## Exercise instructions
Retype the part of the text on human activity recognition models starting at "During the processing" and ending at "frequency of detection.".

**** Source

The above models had good performance when extracting sptial location features. But they came across the problem of extracting temporal features. Thus, Amer et al.13 proposed two-step approach to recognize HAR. One was to transform the data into time-frequency representation by applying spectral analysis. The other was to classify the time-frequency representation using CNNs. With the emergence of LSTM network, it is playing an important role in recognizing long-time dependent sequence samples. Ai et al.14 investigated these existing classifiers for HAR. The results shown that LSTM-based classifiers had advantages on inferring the long-term human activities. Zhu et al.15 used LSTM network to learn long-term temporal representations from the trajectories of human skeleton joints. And they designed a fully connected deep LSTM network for end-to-end HAR recognition. Chen et al.16 conveyed complementary information by feature embedding method and fed those embeded features into a deep LSTM network to improve recognition accuracy. CNN-based network and LSTM-based network have their own advantages. Researchers integrated them for higher accuracy. Khan et al.17 proposed an ensemble model of CNN and LSTM. The model utilized CNN for spatial features extraction and LSTM network for temporal features extraction. Shalaby et al.18 presented deep learning model composed of CNNs, GRUs and LSTMs, which was used to extract high dimensionality and time sequence features. Shakerian et al.19 proposed a fuzzy softmax classifier based on CNN and LSTM. The classifier used CNN for extracting the high-level features of the sensors data, and then used LSTM for learning the time-series behaviors of the abstracted data. Yadav et al.20 proposed a novel deep convolutional long short-term memory model for HAR. The proposed model was a sequential fusion of CNNs, LSTMs, and fully connected layers. Thakur et al.21 proposed a DL-based unified model composed of CNNs, autoencoders, and LSTMs. The model learnt both spatial features and temporal features from smartphone sensor data. Gao et al.22 presented a new dual attention method, which blended channel and temporal attention on residual networks to improve feature representation ability of CNNs and LSTMs.

During the processing of HAR, time consumption is as important as accuracy. Nevertheless, according to23, these LSTM-based models spent a lot of time to handle long time-series problem. And they split the continuous time sensor data into samples for processing one by one. This kind of sequenced structure with corresponding splitting technology is obviously slower than parallel ones. At the same time, the accuracies of the mentioned models were low when facing noisy data. Thus, in this paper, we propose a novel CNN-based Bi-LSTM parallel model with attention mechanism for human activity recognition with noisy data. The contributions of this paper are as follows:

  • We adopt a well-designed equal time step sliding window method for maximizing data utilization, splitting raw multi-variate data into serveral single-variate ones, and speeding up the frequency of detection.

********
**** Dataset content

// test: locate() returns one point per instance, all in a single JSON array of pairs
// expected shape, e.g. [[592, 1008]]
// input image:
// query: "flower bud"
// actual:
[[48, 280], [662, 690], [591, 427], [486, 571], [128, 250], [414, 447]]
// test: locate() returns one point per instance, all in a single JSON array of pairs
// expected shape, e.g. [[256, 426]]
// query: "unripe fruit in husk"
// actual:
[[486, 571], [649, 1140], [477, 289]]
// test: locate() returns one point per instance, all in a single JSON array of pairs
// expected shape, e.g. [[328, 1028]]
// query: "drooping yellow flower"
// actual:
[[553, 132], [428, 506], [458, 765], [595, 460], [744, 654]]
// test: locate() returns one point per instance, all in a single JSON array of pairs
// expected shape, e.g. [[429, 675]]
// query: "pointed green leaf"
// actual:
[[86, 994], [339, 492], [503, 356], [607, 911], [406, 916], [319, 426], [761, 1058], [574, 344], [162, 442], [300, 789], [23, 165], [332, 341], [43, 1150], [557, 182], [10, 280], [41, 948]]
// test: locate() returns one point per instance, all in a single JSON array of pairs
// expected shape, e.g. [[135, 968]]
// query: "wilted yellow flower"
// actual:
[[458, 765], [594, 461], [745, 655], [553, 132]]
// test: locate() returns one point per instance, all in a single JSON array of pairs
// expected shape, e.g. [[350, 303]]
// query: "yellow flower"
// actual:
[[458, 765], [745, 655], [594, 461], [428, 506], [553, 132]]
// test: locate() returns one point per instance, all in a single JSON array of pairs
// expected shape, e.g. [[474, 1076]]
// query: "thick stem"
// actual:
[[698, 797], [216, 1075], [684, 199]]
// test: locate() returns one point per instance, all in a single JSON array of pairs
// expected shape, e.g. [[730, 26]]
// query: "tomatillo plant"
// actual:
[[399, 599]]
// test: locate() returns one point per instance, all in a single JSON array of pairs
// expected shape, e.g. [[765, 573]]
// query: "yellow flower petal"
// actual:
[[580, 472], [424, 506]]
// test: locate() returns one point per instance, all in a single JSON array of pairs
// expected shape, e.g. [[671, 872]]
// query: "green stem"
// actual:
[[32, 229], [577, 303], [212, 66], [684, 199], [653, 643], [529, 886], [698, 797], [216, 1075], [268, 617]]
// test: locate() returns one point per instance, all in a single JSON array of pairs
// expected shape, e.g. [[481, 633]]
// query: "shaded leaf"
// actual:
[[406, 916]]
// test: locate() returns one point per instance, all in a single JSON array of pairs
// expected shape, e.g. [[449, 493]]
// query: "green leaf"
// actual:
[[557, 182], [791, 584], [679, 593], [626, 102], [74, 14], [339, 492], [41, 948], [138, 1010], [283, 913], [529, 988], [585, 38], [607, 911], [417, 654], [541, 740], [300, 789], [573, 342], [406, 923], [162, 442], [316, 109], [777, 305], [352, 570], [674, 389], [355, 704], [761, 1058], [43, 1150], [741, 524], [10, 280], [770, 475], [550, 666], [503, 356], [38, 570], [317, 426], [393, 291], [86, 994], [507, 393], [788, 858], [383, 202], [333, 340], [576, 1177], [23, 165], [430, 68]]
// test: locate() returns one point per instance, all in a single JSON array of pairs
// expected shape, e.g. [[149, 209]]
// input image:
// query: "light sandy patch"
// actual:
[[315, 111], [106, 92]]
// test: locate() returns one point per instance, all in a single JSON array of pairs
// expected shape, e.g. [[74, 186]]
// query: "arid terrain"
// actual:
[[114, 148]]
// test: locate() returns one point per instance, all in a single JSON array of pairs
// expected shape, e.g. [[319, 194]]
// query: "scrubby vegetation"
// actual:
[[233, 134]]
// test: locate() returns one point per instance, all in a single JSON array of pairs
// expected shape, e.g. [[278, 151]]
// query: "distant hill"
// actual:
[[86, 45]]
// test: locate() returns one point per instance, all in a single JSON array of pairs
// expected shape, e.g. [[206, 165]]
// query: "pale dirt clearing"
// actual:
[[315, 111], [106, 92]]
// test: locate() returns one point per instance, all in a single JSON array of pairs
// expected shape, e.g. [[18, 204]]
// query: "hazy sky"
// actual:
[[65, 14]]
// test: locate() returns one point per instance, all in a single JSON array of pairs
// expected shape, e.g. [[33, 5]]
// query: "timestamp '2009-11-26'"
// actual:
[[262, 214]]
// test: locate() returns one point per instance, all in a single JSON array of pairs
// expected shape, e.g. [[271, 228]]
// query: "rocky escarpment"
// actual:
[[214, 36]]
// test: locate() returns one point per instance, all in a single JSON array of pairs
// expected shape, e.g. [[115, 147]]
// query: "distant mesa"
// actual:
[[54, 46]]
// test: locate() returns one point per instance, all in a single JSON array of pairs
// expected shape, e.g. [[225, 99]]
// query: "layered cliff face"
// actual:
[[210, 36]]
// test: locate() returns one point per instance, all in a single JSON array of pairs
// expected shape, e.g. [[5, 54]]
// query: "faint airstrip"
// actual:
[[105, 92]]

********
**** Dataset content

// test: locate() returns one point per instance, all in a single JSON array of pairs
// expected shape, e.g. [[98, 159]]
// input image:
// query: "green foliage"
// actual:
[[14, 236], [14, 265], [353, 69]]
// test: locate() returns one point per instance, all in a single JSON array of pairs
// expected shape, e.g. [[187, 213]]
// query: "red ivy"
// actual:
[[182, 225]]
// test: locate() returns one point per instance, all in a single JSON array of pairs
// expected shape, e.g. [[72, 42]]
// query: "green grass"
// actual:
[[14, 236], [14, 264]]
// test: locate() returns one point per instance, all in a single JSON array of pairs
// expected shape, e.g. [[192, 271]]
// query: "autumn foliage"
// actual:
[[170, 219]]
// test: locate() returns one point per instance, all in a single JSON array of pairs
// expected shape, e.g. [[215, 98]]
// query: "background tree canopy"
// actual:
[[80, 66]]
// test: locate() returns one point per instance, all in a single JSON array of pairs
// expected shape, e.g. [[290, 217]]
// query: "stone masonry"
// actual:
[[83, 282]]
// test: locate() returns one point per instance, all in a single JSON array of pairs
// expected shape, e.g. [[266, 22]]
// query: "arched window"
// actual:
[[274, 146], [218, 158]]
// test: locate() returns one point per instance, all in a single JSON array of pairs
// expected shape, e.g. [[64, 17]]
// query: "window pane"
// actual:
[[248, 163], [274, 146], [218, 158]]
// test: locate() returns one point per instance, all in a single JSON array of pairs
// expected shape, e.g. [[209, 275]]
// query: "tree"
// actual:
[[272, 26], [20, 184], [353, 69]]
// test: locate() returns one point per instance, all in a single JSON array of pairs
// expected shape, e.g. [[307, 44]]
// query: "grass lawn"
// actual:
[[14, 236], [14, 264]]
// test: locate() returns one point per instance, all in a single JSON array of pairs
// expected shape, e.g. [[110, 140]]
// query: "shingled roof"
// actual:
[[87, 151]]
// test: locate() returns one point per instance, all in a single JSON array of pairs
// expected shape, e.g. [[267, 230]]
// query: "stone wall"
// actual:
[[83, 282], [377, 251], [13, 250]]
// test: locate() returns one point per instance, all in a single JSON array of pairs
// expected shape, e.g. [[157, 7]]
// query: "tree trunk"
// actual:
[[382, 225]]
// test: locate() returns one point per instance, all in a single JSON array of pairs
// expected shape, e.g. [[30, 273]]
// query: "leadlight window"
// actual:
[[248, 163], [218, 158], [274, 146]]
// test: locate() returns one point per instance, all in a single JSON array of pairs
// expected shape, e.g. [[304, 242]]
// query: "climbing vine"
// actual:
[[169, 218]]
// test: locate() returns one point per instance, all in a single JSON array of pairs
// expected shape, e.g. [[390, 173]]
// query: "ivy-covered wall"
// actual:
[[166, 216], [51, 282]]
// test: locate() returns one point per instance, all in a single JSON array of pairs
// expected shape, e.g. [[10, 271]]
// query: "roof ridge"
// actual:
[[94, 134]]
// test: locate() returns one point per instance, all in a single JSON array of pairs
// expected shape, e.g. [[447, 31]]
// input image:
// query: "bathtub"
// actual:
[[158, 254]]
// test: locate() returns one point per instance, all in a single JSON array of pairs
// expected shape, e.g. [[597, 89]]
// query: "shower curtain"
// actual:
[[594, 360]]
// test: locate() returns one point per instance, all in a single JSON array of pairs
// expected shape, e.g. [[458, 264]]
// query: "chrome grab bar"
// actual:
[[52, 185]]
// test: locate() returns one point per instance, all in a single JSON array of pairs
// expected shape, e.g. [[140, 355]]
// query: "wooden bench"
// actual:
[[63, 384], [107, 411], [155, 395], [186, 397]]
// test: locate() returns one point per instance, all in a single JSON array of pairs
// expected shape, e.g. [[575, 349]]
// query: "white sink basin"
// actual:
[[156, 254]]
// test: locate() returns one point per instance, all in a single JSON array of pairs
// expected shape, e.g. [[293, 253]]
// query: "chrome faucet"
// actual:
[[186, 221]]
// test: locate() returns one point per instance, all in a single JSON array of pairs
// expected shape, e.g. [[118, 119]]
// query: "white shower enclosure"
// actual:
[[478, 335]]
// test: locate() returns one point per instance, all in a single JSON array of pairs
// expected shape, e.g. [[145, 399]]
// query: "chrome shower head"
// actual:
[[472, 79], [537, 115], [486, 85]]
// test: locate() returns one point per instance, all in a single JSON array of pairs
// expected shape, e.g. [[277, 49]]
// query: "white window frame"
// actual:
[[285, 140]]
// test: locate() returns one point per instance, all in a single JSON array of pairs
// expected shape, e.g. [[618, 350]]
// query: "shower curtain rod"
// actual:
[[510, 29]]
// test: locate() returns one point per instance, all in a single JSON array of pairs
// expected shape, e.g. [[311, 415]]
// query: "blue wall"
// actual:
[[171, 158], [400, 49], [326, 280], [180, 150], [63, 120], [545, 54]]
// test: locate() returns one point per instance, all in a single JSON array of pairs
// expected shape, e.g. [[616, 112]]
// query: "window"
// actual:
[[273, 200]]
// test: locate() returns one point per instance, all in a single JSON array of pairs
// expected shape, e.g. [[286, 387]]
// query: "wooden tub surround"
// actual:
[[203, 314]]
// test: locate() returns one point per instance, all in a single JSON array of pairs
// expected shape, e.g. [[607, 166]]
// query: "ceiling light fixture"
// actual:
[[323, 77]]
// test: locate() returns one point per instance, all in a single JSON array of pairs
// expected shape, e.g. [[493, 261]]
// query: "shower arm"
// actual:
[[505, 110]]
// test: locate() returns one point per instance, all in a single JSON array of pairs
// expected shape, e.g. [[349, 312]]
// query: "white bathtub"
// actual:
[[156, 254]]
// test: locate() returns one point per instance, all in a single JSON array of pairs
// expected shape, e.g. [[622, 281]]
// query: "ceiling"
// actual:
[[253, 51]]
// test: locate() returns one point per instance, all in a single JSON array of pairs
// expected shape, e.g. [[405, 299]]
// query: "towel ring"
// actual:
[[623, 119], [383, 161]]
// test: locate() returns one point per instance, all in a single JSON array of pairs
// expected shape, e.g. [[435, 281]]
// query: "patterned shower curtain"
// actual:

********
**** Dataset content

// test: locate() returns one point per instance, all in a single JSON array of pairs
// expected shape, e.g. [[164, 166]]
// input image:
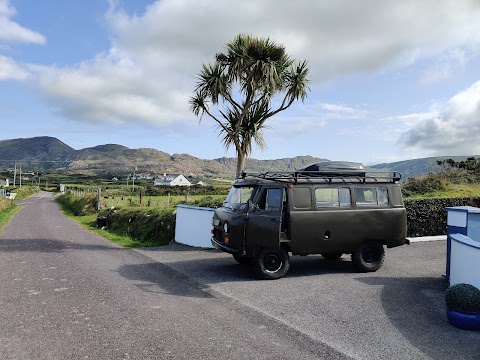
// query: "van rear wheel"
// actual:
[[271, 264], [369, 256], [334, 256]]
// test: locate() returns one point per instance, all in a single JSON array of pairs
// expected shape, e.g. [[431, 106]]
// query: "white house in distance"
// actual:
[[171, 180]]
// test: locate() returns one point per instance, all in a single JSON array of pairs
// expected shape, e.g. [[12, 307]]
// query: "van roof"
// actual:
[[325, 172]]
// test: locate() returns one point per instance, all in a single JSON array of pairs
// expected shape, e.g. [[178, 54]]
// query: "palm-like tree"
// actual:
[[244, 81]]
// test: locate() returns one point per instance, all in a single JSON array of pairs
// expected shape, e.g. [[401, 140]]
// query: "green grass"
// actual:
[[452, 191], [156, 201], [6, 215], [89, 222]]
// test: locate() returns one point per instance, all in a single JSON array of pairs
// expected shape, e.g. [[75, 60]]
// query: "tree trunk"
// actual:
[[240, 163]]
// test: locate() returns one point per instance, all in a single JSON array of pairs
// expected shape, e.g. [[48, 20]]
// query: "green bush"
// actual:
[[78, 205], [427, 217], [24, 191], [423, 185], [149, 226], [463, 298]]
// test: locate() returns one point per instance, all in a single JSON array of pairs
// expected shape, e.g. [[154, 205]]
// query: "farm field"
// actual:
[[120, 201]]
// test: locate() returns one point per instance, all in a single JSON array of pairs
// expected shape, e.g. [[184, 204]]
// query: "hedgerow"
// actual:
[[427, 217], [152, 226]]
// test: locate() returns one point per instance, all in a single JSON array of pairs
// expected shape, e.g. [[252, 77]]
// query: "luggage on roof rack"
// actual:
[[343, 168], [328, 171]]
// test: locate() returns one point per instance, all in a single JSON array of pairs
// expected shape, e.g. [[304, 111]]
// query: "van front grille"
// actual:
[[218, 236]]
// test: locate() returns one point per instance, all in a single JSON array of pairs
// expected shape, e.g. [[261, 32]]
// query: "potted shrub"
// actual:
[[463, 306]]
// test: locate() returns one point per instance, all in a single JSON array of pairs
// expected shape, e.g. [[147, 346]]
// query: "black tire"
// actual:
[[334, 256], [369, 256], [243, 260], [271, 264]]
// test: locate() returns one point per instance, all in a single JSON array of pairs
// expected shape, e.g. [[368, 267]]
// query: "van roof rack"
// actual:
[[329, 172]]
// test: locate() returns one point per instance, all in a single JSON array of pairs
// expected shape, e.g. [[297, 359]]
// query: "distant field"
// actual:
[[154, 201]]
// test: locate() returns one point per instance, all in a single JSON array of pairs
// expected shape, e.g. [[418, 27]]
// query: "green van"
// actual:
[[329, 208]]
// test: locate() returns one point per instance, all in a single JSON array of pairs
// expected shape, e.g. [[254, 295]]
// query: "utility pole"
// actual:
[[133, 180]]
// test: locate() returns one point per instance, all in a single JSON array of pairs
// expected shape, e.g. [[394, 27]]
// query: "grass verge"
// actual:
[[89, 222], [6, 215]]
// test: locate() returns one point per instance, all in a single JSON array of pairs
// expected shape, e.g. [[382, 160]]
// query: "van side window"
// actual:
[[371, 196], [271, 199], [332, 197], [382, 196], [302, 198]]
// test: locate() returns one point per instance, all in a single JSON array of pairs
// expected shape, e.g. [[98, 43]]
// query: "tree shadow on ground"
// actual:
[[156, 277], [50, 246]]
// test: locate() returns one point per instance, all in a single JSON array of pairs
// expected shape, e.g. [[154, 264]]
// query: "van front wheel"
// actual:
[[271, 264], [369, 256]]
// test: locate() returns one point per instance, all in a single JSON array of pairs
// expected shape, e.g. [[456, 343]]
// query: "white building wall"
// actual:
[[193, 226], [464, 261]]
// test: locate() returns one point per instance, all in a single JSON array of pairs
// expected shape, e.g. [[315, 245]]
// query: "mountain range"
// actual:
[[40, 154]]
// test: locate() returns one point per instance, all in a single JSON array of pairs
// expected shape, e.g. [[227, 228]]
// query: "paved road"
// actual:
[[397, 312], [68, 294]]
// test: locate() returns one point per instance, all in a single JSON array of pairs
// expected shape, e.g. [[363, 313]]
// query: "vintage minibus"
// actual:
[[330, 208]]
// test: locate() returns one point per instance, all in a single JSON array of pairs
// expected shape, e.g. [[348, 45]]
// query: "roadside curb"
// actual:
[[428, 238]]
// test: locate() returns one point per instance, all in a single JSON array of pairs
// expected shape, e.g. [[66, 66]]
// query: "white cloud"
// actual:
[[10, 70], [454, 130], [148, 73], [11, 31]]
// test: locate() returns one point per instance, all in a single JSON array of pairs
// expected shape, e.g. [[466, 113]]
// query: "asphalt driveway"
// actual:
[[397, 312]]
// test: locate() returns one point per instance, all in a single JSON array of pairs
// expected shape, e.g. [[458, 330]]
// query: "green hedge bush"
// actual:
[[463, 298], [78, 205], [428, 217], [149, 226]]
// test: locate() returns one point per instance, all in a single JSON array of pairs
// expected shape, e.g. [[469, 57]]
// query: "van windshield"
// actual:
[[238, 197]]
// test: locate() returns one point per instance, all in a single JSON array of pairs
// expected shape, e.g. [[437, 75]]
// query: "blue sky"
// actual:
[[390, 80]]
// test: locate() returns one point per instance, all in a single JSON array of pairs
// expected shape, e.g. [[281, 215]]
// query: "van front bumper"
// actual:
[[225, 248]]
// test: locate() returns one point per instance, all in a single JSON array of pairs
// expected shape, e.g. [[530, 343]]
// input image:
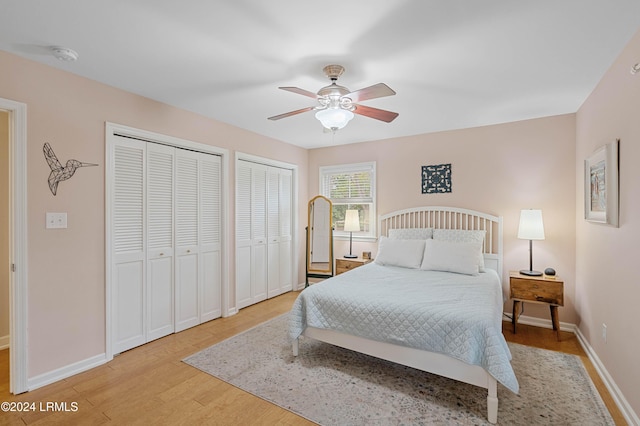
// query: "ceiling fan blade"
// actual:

********

## Answer to the exercise
During the processing of HAR, time consumption is as important as accuracy. Nevertheless, according to23, these LSTM-based models spent a lot of time to handle long time-series problem. And they split the continuous time sensor data into samples for processing one by one. This kind of sequenced structure with corresponding splitting technology is obviously slower than parallel ones. At the same time, the accuracies of the mentioned models were low when facing noisy data. Thus, in this paper, we propose a novel CNN-based Bi-LSTM parallel model with attention mechanism for human activity recognition with noisy data. The contributions of this paper are as follows:

  • We adopt a well-designed equal time step sliding window method for maximizing data utilization, splitting raw multi-variate data into serveral single-variate ones, and speeding up the frequency of detection.